* STATED EXERCISE 1
Transcribe a passage from the text on testing email subject lines, starting at the words "The key benefit" and ending after the words "response rates substantially.".

─── EXTRACT TO READ

If you took a poll of B2B marketers (see below), my guess would be that only a small percentage test email subject lines with any regularity. The usual excuses given are 1) time and 2) risk – first, that testing subject lines adds one more step to the development of a campaign that’s already behind schedule, and secondly, that testing message to half the list runs the risk of lowering overall response.
Of course, the long-term benefits of testing subject lines far outweigh the risks. Yes, it’s one more step in the campaign process, but if you make testing a standard part of the routine, the extra time to develop test copy and set up the appropriate list splits is inconsequential. And yes, a single test message may not outperform the control, but the amount of risk depends on what you’re testing. Small, simple, isolated changes to your control message, especially as part of a systematic testing program deployed over time, render that risk fairly minimal.
The key benefit of a subject line test is not the lesson learned from one campaign. It’s the cumulative learning from systematic testing over time. If you’re testing correctly (see below), the difference in performance between control and test messages for any one campaign will likely be small anyway. But over time, those small differences add up. Over the course of several campaigns, learning how your particular audience responds to different structure, topics, key terms – and then applying those lessons to each successive campaign, can increase email response rates substantially.
Furthermore, NOT testing subject lines is dangerous for one simple reason – you’ll never know what impact your chosen subject line had on the campaign. Let’s say, for example, that your campaign tanks (never happens, I know.) Was it because you chose the wrong message? If you used only one subject line, you’ll never know. But if you test subject lines, you’ll at least have a stronger sense of whether message, or offer, or audience, or list quality was at fault.
So you’re convinced, right? Here then are a few key tips for how to implement an effective subject line test:
1. Don’t try to do too much. Test only modest changes so that the test results mean something. If the two subject lines are completely different, no matter what the results, you’ll have no idea why one performed better than the other. Optimally, keep the structure consistent and vary just a word or a phrase. If you test consistently, you’ll be able to cover the bases and test most things over time.
2. Decide what it is you want to learn. Would it be most useful to know which of two key benefits matters most to your audience? Or which of two topics is more of a hot button issue? Or whether people respond better to a “white paper” vs. an “ebook”? Give testing a purpose rather than simply selecting two subject lines randomly to run head-to-head.

──────

* STATED EXERCISE 2
Pick out every line of the records that contains the word "mountain", matching case exactly.

─── DATASET ROWS

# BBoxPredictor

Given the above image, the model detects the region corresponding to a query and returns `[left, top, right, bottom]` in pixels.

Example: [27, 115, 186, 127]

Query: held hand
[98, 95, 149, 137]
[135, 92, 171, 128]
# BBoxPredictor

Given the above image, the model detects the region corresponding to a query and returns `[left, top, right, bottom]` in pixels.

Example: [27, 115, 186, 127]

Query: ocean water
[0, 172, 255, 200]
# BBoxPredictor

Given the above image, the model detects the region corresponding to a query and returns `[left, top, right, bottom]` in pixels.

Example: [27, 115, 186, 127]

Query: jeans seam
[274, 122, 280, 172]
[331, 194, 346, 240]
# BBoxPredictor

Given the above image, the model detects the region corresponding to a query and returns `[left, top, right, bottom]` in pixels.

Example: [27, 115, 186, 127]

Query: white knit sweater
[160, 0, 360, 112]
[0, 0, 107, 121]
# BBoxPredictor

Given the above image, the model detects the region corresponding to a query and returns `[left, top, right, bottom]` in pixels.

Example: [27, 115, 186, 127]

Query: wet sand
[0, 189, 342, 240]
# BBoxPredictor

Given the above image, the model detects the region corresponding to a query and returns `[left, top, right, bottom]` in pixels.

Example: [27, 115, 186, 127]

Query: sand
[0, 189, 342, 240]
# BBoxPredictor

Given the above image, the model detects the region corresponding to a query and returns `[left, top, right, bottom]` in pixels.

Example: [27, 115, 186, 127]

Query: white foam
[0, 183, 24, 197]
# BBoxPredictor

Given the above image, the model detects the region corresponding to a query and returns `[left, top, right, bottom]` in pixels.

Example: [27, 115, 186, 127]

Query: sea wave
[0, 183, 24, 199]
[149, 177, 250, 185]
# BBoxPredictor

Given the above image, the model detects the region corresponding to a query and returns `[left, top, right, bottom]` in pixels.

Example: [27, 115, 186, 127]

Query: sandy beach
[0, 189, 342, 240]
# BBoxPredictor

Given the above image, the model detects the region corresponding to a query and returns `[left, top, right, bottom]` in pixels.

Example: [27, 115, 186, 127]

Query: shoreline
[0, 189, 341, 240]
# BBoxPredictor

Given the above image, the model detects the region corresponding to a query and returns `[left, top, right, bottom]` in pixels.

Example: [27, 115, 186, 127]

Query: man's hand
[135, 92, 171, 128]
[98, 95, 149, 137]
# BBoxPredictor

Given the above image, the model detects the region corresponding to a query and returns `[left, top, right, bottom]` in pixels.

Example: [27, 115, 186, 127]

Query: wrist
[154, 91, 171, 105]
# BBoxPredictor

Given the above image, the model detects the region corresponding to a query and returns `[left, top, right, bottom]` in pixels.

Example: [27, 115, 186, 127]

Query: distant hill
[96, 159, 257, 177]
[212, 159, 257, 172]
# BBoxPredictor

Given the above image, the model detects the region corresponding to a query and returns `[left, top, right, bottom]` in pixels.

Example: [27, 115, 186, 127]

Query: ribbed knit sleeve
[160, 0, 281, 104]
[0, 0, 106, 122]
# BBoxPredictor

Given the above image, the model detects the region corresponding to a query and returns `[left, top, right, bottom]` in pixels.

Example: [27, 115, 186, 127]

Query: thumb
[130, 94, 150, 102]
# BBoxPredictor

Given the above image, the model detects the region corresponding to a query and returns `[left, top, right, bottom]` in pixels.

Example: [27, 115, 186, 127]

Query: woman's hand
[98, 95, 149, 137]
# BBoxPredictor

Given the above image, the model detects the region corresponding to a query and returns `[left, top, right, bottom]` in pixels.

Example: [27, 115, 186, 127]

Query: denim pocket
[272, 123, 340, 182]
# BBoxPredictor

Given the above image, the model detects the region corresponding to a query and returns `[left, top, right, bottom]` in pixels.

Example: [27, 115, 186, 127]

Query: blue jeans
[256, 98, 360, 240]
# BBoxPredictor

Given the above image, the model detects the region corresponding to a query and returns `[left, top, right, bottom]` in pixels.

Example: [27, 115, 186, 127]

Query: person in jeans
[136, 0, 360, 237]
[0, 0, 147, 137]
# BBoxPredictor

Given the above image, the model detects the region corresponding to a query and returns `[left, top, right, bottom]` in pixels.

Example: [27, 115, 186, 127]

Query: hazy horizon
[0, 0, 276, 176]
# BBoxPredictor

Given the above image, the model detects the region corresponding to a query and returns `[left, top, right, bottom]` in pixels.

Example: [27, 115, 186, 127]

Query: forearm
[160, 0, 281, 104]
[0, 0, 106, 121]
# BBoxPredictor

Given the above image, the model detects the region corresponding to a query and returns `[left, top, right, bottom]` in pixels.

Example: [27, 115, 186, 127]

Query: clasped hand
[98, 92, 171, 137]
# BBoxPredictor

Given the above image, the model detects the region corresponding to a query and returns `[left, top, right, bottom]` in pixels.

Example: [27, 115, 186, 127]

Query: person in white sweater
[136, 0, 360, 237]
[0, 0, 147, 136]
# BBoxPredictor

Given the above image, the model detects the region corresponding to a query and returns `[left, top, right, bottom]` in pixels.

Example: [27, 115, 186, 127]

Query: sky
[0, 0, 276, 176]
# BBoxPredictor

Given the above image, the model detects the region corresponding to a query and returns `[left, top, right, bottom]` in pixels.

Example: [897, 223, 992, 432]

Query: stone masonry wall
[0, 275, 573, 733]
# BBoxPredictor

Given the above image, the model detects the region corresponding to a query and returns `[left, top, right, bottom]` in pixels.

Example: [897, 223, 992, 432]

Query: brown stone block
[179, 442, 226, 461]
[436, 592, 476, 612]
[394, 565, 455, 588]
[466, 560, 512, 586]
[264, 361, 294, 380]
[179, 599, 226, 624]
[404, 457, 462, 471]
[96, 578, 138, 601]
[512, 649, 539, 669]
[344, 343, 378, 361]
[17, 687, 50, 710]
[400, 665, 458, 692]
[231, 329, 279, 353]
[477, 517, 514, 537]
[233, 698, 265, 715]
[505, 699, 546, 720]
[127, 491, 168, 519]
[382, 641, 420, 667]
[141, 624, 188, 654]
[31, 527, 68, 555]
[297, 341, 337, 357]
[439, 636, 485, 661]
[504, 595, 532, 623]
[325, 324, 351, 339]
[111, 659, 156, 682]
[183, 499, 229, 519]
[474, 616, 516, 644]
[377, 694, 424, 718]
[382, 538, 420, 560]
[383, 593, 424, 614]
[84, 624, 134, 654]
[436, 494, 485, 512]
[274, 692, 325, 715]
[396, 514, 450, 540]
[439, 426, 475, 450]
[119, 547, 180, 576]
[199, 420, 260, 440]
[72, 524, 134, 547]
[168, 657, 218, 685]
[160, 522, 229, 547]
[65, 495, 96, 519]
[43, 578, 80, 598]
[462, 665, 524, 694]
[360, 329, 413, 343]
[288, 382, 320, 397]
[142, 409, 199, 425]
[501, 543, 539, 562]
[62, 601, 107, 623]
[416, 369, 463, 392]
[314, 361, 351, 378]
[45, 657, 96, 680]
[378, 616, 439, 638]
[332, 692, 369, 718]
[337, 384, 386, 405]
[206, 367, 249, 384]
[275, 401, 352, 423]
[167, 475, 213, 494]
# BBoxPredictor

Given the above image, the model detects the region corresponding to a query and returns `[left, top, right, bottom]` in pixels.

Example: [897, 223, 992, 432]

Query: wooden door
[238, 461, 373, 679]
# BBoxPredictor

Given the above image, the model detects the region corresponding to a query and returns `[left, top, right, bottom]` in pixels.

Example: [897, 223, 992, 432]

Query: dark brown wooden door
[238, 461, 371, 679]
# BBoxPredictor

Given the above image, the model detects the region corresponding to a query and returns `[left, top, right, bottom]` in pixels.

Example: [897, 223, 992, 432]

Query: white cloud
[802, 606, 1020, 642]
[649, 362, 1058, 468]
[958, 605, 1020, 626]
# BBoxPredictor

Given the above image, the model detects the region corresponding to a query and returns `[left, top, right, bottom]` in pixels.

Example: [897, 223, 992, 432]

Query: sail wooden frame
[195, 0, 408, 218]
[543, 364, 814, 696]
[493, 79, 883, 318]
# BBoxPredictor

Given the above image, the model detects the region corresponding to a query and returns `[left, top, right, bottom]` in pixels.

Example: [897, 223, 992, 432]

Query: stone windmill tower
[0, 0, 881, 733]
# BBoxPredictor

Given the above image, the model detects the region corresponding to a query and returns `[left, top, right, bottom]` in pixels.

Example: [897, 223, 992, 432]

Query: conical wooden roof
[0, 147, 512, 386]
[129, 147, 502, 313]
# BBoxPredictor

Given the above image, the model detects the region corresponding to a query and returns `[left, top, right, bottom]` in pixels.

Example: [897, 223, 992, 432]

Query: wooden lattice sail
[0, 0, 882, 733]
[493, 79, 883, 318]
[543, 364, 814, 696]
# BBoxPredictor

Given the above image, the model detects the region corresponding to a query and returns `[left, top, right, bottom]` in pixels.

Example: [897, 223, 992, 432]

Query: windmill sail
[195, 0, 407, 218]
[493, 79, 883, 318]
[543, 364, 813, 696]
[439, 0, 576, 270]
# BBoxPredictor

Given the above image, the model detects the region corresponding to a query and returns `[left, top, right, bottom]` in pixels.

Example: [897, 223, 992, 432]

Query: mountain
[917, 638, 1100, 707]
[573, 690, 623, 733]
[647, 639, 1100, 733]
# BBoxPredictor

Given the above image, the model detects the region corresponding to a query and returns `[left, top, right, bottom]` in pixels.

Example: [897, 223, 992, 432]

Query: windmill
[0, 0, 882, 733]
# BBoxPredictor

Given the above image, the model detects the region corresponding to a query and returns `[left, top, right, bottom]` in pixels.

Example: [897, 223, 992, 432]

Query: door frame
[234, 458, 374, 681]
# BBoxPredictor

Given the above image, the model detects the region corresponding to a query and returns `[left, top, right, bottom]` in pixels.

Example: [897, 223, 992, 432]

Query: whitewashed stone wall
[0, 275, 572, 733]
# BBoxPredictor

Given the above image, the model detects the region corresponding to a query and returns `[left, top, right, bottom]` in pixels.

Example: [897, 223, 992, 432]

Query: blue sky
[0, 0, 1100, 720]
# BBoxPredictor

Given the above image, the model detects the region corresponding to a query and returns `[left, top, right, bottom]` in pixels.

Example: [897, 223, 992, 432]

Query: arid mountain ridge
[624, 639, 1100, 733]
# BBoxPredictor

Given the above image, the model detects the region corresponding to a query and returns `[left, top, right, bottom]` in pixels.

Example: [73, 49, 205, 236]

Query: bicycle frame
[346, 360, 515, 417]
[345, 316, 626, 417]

──────

* FULL ANSWER 1
The key benefit of a subject line test is not the lesson learned from one campaign. It’s the cumulative learning from systematic testing over time. If you’re testing correctly (see below), the difference in performance between control and test messages for any one campaign will likely be small anyway. But over time, those small differences add up. Over the course of several campaigns, learning how your particular audience responds to different structure, topics, key terms – and then applying those lessons to each successive campaign, can increase email response rates substantially.

* FULL ANSWER 2
Query: mountain
Query: arid mountain ridge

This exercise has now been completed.